Stored items
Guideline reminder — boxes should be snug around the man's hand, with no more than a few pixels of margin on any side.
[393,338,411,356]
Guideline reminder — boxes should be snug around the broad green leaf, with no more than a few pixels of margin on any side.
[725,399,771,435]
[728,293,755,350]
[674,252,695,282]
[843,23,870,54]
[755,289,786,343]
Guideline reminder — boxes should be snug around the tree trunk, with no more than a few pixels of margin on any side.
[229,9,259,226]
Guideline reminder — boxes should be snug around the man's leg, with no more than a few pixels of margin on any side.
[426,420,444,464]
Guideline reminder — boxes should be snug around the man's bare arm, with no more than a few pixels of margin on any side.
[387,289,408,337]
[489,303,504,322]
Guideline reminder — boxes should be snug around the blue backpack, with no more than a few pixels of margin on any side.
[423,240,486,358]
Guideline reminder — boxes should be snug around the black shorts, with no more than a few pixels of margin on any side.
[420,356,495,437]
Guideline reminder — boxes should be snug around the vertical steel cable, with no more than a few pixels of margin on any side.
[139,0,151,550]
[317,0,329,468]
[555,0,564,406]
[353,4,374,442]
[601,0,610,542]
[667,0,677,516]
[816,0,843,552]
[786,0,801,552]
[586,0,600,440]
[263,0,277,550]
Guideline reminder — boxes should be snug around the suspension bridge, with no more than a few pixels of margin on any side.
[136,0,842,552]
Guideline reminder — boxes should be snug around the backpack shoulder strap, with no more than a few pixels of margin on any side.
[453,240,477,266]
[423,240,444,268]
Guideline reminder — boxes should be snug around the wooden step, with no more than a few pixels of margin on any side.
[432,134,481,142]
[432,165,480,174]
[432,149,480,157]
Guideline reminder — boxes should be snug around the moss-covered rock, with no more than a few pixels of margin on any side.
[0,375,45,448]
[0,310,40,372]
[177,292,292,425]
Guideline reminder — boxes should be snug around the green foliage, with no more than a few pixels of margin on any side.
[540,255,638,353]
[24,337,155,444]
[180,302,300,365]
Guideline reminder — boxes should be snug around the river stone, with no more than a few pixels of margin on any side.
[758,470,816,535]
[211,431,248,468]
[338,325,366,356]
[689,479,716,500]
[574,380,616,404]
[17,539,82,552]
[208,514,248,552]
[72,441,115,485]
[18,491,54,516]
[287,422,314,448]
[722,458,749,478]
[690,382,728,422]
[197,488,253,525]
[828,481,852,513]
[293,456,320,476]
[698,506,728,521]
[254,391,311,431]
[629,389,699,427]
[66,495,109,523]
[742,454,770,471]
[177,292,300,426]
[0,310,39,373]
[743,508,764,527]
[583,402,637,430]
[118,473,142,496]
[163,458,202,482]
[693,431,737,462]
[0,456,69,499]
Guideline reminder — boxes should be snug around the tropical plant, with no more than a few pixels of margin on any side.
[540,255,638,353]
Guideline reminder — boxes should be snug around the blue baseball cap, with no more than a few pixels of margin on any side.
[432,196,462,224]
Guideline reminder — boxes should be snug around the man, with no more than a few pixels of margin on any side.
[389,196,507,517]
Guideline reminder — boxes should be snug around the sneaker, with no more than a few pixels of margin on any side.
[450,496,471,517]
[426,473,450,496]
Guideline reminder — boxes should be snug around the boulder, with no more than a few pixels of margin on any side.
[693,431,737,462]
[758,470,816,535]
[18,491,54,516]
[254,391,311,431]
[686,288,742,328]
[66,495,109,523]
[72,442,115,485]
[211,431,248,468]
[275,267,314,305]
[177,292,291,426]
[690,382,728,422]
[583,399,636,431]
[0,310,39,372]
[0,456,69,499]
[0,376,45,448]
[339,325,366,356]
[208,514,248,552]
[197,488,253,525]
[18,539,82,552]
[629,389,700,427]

▸ **The request**:
Pick out every line of the items above that contains the word "green", treating uppercase and lowercase as different.

▸ **Task response**:
Guideline reminder — boxes should be snug around the broad green leaf, with no more than a few pixels of margin on any side.
Guideline reminder — boxes should be snug around the green foliage, with no more than a few pixels of margin on any side.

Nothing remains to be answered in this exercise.